◆ **WHAT IS REQUIRED**
Reproduce all the entries exactly and keep the pictures out.

◆ **INPUT**
──────────

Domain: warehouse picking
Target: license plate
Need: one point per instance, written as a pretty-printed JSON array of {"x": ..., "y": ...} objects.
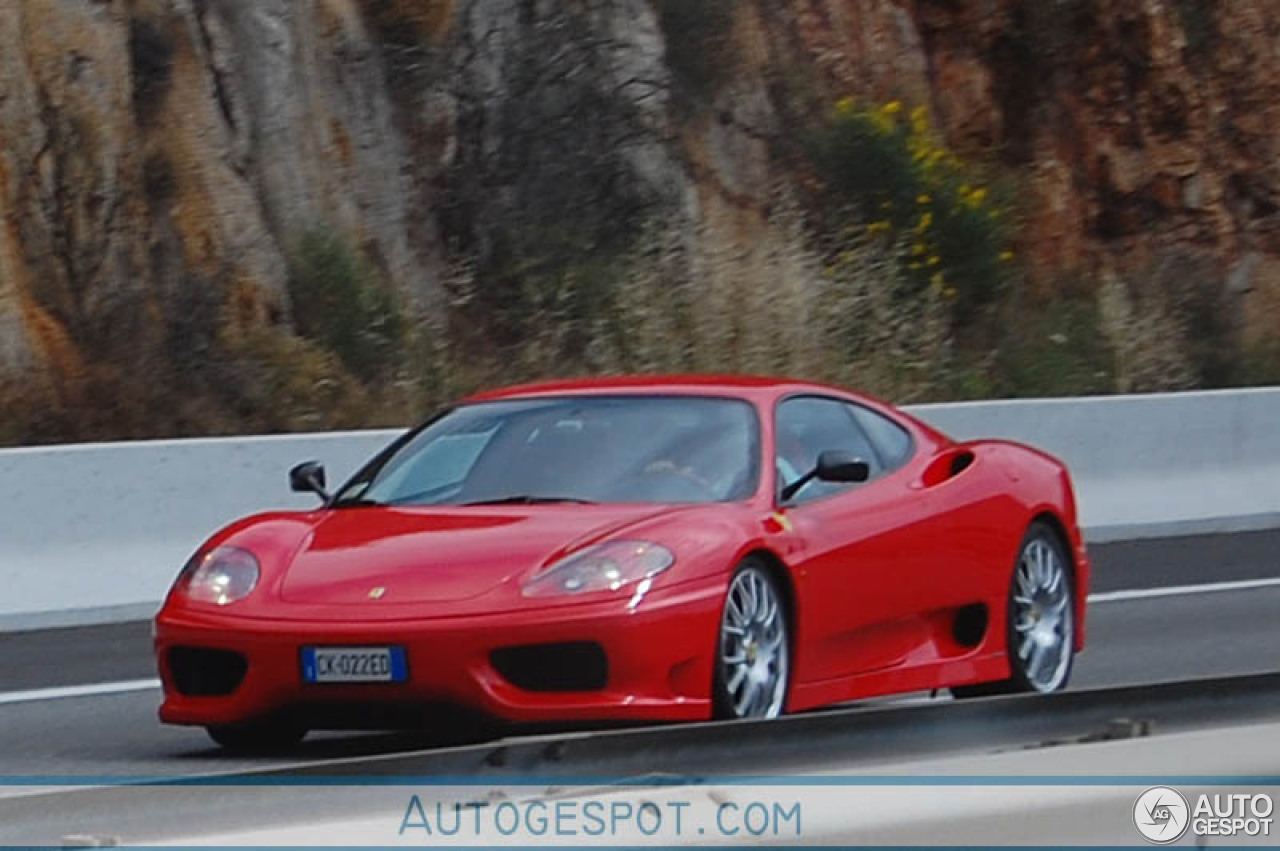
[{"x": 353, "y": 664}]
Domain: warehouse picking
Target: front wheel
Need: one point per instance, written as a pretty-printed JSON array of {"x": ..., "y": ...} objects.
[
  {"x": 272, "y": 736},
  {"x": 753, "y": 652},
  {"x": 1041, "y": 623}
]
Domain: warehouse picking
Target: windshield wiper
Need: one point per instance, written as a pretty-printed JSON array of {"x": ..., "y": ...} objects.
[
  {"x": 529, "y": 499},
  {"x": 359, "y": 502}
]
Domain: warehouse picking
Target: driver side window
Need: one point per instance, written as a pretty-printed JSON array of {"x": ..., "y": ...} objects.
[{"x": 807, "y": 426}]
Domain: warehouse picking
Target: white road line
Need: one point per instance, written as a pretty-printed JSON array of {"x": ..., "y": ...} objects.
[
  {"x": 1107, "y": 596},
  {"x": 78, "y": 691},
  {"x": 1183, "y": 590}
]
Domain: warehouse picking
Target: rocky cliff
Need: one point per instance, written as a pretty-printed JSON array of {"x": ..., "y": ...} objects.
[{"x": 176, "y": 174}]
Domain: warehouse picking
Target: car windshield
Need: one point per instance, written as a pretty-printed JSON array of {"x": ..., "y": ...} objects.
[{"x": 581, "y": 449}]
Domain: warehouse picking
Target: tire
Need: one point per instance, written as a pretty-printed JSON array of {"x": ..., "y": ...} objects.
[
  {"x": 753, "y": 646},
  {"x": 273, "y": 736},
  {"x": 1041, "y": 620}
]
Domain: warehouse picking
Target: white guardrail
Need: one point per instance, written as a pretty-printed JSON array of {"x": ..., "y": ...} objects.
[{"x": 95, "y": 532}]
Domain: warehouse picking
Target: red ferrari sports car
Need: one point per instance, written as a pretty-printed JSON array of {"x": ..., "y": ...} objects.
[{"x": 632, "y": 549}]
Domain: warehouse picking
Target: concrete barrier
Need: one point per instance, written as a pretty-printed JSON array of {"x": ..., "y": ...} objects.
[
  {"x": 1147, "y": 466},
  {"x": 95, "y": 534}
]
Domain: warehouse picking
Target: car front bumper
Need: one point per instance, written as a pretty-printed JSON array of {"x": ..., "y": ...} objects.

──────────

◆ **COMPLETE ANSWER**
Domain: warehouse picking
Target: license plate
Need: one point per instance, written as a pretty-printed JSON array of {"x": ..., "y": ...} objects.
[{"x": 353, "y": 664}]
Domain: warehouse picking
Target: front wheel
Need: one point per instance, written as a pretty-printed JSON array of {"x": ..., "y": ...} objects.
[
  {"x": 272, "y": 736},
  {"x": 753, "y": 652},
  {"x": 1041, "y": 623}
]
Domain: warehouse picking
Target: windshield wiper
Need: one point per instance, written as a pretty-printed JSON array of {"x": ..., "y": ...} objects.
[
  {"x": 529, "y": 499},
  {"x": 359, "y": 502}
]
Domain: warehouse picking
Target: driver side window
Need: one point per instance, written as a pretty-printed JSON array of {"x": ..., "y": ...} objects.
[{"x": 807, "y": 426}]
Domain: warehouse picking
Target: white road line
Need: one point per instance, written as a pretty-printed JSON array of {"x": ..., "y": ...} objects.
[
  {"x": 1107, "y": 596},
  {"x": 78, "y": 691},
  {"x": 1183, "y": 590}
]
Domain: warehouse picking
Target: rocky cliff
Need: one point per instance, written as a pretty-printed JSON array of {"x": ..., "y": ...} objects.
[{"x": 176, "y": 174}]
Domain: warehouse picking
Target: car windshield
Need: one point per instance, written as a pretty-printed JSON array of {"x": ..., "y": ...} objects.
[{"x": 581, "y": 449}]
Domain: warehouse picking
Target: tire
Need: one point per instance, written as a pretty-printed JSON array of {"x": ..., "y": ...} objects.
[
  {"x": 753, "y": 646},
  {"x": 273, "y": 736},
  {"x": 1041, "y": 620}
]
Domain: warehouse picking
Target: white guardrail
Need: one point per instance, written as a pretty-printed JSON array of {"x": ..., "y": ...} objects.
[{"x": 95, "y": 532}]
Domain: warehouse picking
Target: red ferrari sports car
Need: one point per instance, written as a pretty-printed JSON array of {"x": ..., "y": ...} objects.
[{"x": 632, "y": 549}]
Domain: warehouse picking
Target: concrete barrier
Need: one point per instance, written as a pretty-printed JSON array of {"x": ..., "y": ...} objects.
[
  {"x": 1147, "y": 466},
  {"x": 95, "y": 534}
]
Domain: warehouse picking
Target: car front bumper
Need: one point per instance, written as a pretty-printed JSON array of {"x": ..., "y": ...} objects.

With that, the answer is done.